Document text:
:::

In other words, where is the substance to go with the symbolism?
“The President’s Obama educational policies have been very progressive – more funding for Pell grants, student loans, and he has provided a lot of support for community colleges which is a first-stop for many, many students of color before they enroll in four-year educational institutions, said Prof. Stanford, adding that, “He has also provided relief to the unemployed by extending the limits of the federal unemployment insurance program.”
Stanford believes that at least some of the blame for a lack of substance can be found outside of the White House.
“President Obama is part of a political system; the president has limited power,” said Stanford. “And part of our problem is that many Black organizations took the position, argued that we should not criticize him publicly, so we have been silent. It is the job of Black organizations to advocate for what we want as a body of Black people. Now that he has been re-elected, we must advocate for our policies aggressively.”
“The role of a president and the role of a person who pushes a president are different, and we should have different expectations for them both,” said Goodmon. “President Barack Obama will never be Dr. Martin Luther King, Jr and there will probably never be another leader as great as Dr. Martin Luther King, Jr.”

:::

Listed entries:

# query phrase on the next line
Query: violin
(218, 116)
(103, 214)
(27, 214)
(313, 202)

:::

Tasks and exercises:
**A)** Answer these questions from the passage about President Obama:
(i) According to Stanford, which federal program had its limits extended to give relief to the unemployed?
(ii) According to Stanford, what position did many Black organizations take on criticizing the president?
(iii) Whom does Goodmon say President Barack Obama will never be?
**B)** Write a continuation of the passage about President Obama, starting after its last sentence.
The items have nothing to do with the passage about President Obama.

Responses by item number:
**A)**
(i) The federal unemployment insurance program.
(ii) They argued that he should not be criticized publicly.
(iii) Dr. Martin Luther King, Jr.

**B)**
Although there should be differing expectations, one cannot help but notice the similarities.
Just as glaring however, are the differences.
First and foremost, Dr. King maintained an inner circle of men who looked like him and shared many of his same experiences: Ralph Abernathy, Andrew Young, Hosea Williams, James Orange, Bayard Rustin, Kwame Ture (aka Stokely Carmichael) and others.
Relying on these men (and some women like Ella Jo Baker) and others he met while engaged in the struggle for Black civil rights helped to move Dr. King to a position where he began to criticize both the economic and foreign policies of the United States. As president of the U.S., Barack Obama has sworn to uphold those policies.
Dr. King told us that we must begin to examine “an edifice that produces beggars” and that it “must be restructured.” Thus far, President Obama’s policies have given succor to banks and other Wall Street corporations, and the “Grand Bargain” he is attempting to reach with the Republican Party threatens to gut Social Security, Medicaid and Medicare which, according to the online newsite Black Agenda Report dot com, “80 percent of Americans, and virtually the totality of the Black American polity, reject.”
While Dr. King told us that militarism was an evil that must be looked at for what it is, President Obama has permanently placed American military troops – approximately 3000 so far – on the continent of Africa through AFRICOM (Africa Command); conducted a ground/air war in Libya which led to the murder of that country’s leader; and continues to maim and murder children, women and men in Pakistan and Yemen through the use of Predator Drones (unmanned aerial vehicles).
“Obama’s Presidency raises a lot of contradictions for us,” says Kwazi Nkrumah, coordinator for the Martin Luther King Coalition for Jobs, Justice and Peace, founded in Los Angeles in 2009.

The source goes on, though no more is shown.